(Natural-language object grounding data)

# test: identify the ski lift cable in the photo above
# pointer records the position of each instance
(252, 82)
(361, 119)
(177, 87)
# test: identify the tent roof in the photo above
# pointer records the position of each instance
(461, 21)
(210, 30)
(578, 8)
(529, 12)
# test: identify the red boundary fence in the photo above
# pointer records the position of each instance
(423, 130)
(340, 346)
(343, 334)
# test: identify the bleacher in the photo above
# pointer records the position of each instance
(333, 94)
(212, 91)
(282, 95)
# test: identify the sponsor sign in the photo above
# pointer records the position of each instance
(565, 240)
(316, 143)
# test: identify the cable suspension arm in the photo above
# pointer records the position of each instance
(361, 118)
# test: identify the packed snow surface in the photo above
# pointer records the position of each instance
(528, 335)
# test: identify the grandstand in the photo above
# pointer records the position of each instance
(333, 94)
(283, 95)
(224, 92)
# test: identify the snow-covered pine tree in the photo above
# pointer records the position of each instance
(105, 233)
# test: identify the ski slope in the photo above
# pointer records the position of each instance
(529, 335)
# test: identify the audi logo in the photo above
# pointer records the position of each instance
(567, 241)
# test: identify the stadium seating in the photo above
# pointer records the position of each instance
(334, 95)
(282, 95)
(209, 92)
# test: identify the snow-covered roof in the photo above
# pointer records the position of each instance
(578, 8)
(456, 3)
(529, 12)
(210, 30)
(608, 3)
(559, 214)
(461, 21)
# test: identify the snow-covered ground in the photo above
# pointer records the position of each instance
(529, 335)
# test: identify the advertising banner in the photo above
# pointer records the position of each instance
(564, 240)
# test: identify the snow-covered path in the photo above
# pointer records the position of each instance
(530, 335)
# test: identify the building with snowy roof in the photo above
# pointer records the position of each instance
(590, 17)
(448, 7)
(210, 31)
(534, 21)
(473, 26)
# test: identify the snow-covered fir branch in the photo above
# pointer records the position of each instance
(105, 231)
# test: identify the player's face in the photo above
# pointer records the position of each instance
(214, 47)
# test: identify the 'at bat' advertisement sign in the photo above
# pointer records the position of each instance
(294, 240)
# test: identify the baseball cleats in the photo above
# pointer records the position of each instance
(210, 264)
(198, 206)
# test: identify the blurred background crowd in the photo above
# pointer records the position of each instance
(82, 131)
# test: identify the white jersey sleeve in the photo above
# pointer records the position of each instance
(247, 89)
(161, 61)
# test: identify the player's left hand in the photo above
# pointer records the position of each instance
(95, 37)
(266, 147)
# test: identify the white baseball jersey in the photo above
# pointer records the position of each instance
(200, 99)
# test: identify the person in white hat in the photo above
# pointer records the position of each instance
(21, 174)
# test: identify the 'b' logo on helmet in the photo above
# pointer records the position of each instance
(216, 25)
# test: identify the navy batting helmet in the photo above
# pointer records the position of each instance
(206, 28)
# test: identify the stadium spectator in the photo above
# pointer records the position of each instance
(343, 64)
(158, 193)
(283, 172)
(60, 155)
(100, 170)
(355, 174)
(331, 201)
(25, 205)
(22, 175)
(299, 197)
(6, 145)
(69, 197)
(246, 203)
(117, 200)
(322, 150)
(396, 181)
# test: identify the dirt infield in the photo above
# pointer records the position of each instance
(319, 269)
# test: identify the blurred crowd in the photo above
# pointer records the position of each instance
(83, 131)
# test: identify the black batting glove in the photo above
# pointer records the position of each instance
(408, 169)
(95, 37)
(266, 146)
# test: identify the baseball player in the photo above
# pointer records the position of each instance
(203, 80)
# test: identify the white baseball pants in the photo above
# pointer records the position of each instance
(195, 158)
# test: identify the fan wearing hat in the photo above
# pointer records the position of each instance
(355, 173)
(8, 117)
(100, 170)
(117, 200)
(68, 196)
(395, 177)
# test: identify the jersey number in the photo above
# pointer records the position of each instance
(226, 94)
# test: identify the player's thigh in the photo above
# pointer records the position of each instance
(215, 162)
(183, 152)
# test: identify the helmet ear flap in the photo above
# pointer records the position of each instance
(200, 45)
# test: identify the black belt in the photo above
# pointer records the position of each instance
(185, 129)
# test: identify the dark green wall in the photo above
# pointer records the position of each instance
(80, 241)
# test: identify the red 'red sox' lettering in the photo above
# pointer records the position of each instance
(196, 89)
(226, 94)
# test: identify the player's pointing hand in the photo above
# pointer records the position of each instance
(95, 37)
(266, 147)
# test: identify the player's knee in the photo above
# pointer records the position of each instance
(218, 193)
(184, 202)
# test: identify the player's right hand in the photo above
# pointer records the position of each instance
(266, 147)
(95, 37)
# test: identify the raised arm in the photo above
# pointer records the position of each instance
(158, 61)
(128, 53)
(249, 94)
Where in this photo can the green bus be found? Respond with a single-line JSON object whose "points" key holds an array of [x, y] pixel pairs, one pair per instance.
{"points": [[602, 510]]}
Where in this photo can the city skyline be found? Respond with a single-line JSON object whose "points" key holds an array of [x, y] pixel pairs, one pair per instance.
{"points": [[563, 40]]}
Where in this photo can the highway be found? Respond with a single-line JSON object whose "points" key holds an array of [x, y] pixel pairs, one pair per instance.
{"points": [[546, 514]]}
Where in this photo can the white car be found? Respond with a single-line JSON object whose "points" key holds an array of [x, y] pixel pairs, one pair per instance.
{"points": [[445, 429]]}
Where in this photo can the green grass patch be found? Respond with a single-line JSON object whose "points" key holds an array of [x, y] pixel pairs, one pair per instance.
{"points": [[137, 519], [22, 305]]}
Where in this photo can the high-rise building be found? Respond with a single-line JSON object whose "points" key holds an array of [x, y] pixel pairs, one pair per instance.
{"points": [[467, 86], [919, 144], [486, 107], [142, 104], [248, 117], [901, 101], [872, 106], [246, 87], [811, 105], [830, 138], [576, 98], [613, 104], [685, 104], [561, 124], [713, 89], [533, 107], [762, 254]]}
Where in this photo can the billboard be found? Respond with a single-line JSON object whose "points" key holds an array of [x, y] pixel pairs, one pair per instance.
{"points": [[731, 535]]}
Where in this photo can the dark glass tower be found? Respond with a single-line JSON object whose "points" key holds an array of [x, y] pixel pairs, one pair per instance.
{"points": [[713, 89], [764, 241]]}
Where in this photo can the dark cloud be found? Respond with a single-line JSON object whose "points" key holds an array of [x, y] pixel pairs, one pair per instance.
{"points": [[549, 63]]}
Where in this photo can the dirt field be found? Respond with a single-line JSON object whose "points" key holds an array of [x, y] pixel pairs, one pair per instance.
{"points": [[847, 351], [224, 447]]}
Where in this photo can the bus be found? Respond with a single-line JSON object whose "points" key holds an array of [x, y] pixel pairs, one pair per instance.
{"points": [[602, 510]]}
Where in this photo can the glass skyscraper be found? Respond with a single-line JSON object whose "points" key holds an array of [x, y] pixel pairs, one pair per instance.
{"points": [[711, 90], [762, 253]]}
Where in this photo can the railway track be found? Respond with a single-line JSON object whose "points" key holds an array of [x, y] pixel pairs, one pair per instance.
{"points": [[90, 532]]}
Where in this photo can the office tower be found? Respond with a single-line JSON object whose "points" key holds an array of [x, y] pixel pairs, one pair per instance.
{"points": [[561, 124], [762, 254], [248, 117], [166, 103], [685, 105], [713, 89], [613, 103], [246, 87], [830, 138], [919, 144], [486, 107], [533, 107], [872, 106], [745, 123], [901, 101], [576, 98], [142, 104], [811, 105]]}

_ASSIGNMENT_. The entries shown above should be copied out word for word.

_SOLUTION_.
# test: identify the ski lift cable in the photo above
# pointer records the position of each instance
(252, 82)
(361, 119)
(177, 87)
# test: identify the tent roof in the photo above
# pointer records the position of each instance
(461, 21)
(210, 30)
(578, 8)
(529, 12)
# test: identify the red boundary fence in the photo above
# pointer records the position of each instance
(423, 130)
(340, 346)
(343, 334)
# test: identify the bleacher in the photo above
# pointer records the position of each instance
(333, 94)
(212, 91)
(282, 95)
# test: identify the sponsor sign in the photo above
# pointer records the position of each instance
(565, 240)
(316, 143)
# test: identify the cable suspension arm in the photo above
# pointer records the position of each instance
(361, 118)
# test: identify the packed snow surface in the photo above
# pointer records the position of each instance
(528, 335)
# test: identify the grandstand in the photo above
# pointer records the position of each instance
(333, 94)
(283, 95)
(224, 92)
# test: identify the snow-covered pine tree in the photo above
# pointer records the position of each instance
(105, 233)
# test: identify the ski slope in the photo above
# pointer records the position of each instance
(529, 335)
# test: identify the audi logo in the photo above
# pointer records the position of each instance
(567, 241)
# test: identify the stadium seating in the photo above
# pointer records the position of each instance
(334, 95)
(282, 95)
(209, 92)
# test: identify the snow-covered roof in the photo above
# pointer records the position of each instance
(578, 8)
(456, 3)
(529, 12)
(210, 30)
(608, 3)
(559, 214)
(461, 21)
# test: identify the snow-covered ground in the photo above
# pointer records the position of each instance
(529, 335)
# test: identify the advertising banner in the photo above
# pointer records the position of each instance
(564, 240)
# test: identify the snow-covered path in the photo above
# pointer records the position of each instance
(530, 335)
# test: identify the building with snowy roof in the photo above
# pointer records the position of each instance
(590, 17)
(448, 7)
(210, 31)
(534, 21)
(473, 26)
# test: identify the snow-covered fir branch in the photo above
# pointer records the position of each instance
(105, 231)
# test: identify the player's face in the photo above
# pointer records the position of each instance
(214, 47)
# test: identify the 'at bat' advertisement sign in the photo above
# pointer records the position of each instance
(294, 240)
# test: identify the baseball cleats in the photo above
# pointer records the position of each instance
(210, 264)
(198, 206)
# test: identify the blurred background crowd in the photo above
# pointer records the position of each instance
(82, 131)
# test: identify the white jersey sleeve in the photo above
# pointer records the position of each instance
(247, 89)
(161, 61)
# test: identify the player's left hand in the photo above
# pointer records the position of each instance
(95, 37)
(266, 147)
# test: identify the white baseball jersey in the photo above
# pointer records the position of each instance
(200, 99)
# test: identify the person in white hat in the photo above
# pointer records the position of each instance
(21, 174)
# test: identify the 'b' logo on helmet in the photo above
# pointer records the position of each instance
(216, 25)
# test: identify the navy batting helmet in the photo above
# pointer records the position of each instance
(206, 28)
# test: identify the stadium spectator in the photo above
# pointer records the position of each instance
(343, 64)
(158, 193)
(283, 172)
(60, 155)
(100, 170)
(355, 174)
(331, 201)
(25, 205)
(22, 175)
(299, 197)
(6, 145)
(69, 197)
(246, 203)
(117, 200)
(322, 150)
(396, 181)
# test: identify the dirt infield in the photo above
# pointer records the position of each instance
(319, 269)
# test: identify the blurred crowd in the photo above
# pointer records the position of each instance
(83, 131)
# test: identify the black batting glove in the photo above
# pointer records the position of each instance
(408, 169)
(95, 37)
(266, 146)
# test: identify the baseball player in the photo above
# pointer records the position of each instance
(203, 80)
# test: identify the white baseball pants in the photo above
# pointer records the position of each instance
(195, 158)
# test: identify the fan wearing hat in the photo above
# pointer records the position of each instance
(355, 173)
(8, 117)
(100, 170)
(117, 200)
(68, 196)
(395, 177)
# test: identify the jersey number in the photo above
# pointer records the position of each instance
(226, 94)
# test: identify the player's thigh in the photo above
# pointer records the position of each instance
(215, 162)
(183, 152)
# test: identify the helmet ear flap in the photo above
# pointer records the position of each instance
(200, 45)
# test: identify the black belt in the photo above
# pointer records the position of each instance
(185, 129)
# test: identify the dark green wall in the photo above
# pointer records the position of each instance
(80, 241)
# test: identify the red 'red sox' lettering in the photo above
# pointer records the position of each instance
(196, 89)
(226, 94)
# test: identify the player's pointing hand in the photo above
# pointer records the position of each instance
(95, 37)
(266, 147)
# test: identify the player's knee in the photo above
# pointer records the position of each instance
(218, 193)
(184, 202)
# test: identify the player's right hand in the photo above
# pointer records the position of each instance
(266, 147)
(95, 37)
# test: identify the raised arm in the photo above
# pointer records the position of each instance
(158, 61)
(128, 53)
(249, 94)
Where in this photo can the green bus be found? Respond with a single-line JSON object whose "points" key holds an array of [x, y] pixel pairs, one pair per instance.
{"points": [[602, 510]]}
Where in this photo can the city skyline be found? Respond with a single-line JSON object whose "points" key holds an array of [x, y] pixel pairs, one pair per instance.
{"points": [[563, 40]]}
Where in this photo can the highway be found? Respond with a single-line JSON object whose "points" key holds an array of [x, y] pixel pairs, one pair per instance.
{"points": [[546, 514]]}
Where in this photo can the white car be found? Respond with a single-line JSON object whose "points" key holds an array of [x, y] pixel pairs, one pair per instance.
{"points": [[445, 429]]}
Where in this photo can the green grass patch be found? Respond with a single-line JSON object whose "points" key holds an array of [x, y] pixel pairs, one pair per instance.
{"points": [[137, 519], [22, 305]]}
Where in this photo can the high-rise building be found? Respond with a single-line JSON object whose "points" key holds an array of [x, y] pixel pairs, one pair per instance.
{"points": [[467, 86], [919, 144], [486, 107], [142, 104], [248, 117], [901, 101], [872, 106], [246, 87], [811, 105], [830, 138], [576, 98], [613, 104], [685, 104], [561, 124], [713, 89], [533, 107], [762, 254]]}
Where in this photo can the billboard be found? Respond with a single-line JSON object whose "points" key holds an array of [x, y] pixel pairs, one pair per instance.
{"points": [[731, 535]]}
Where in this photo can the dark glass tower be found? Respond with a single-line JSON object whose "points" key holds an array of [x, y] pixel pairs, one pair per instance.
{"points": [[713, 89], [764, 241]]}
Where in this photo can the dark cloud be found? Respond with a single-line JSON object whose "points" key holds an array of [x, y] pixel pairs, one pair per instance.
{"points": [[549, 63]]}
Where in this photo can the dirt field be found? Respond with a single-line JSON object whose "points" key holds an array of [x, y] pixel pairs, one pair per instance.
{"points": [[847, 351], [224, 447]]}
Where in this photo can the bus be found? Respond with a single-line JSON object whose "points" key holds an array of [x, y] pixel pairs, one pair per instance.
{"points": [[602, 510]]}
Where in this photo can the glass skyscraper be found? Respond with a single-line JSON object whose "points" key holds an array of [x, y] pixel pairs, one pair per instance.
{"points": [[711, 90], [762, 253]]}
Where in this photo can the railway track be found? Respond with a single-line JSON object whose "points" key holds an array of [x, y] pixel pairs, one pair per instance.
{"points": [[90, 532]]}
Where in this photo can the office tower be found? Respond with a single-line JSON object whose "points" key holds an array of [x, y] pixel pairs, one pair per instance.
{"points": [[561, 124], [762, 254], [248, 117], [166, 103], [685, 105], [713, 89], [613, 103], [246, 87], [830, 138], [919, 144], [486, 107], [533, 107], [872, 106], [745, 123], [901, 101], [576, 98], [142, 104], [811, 105]]}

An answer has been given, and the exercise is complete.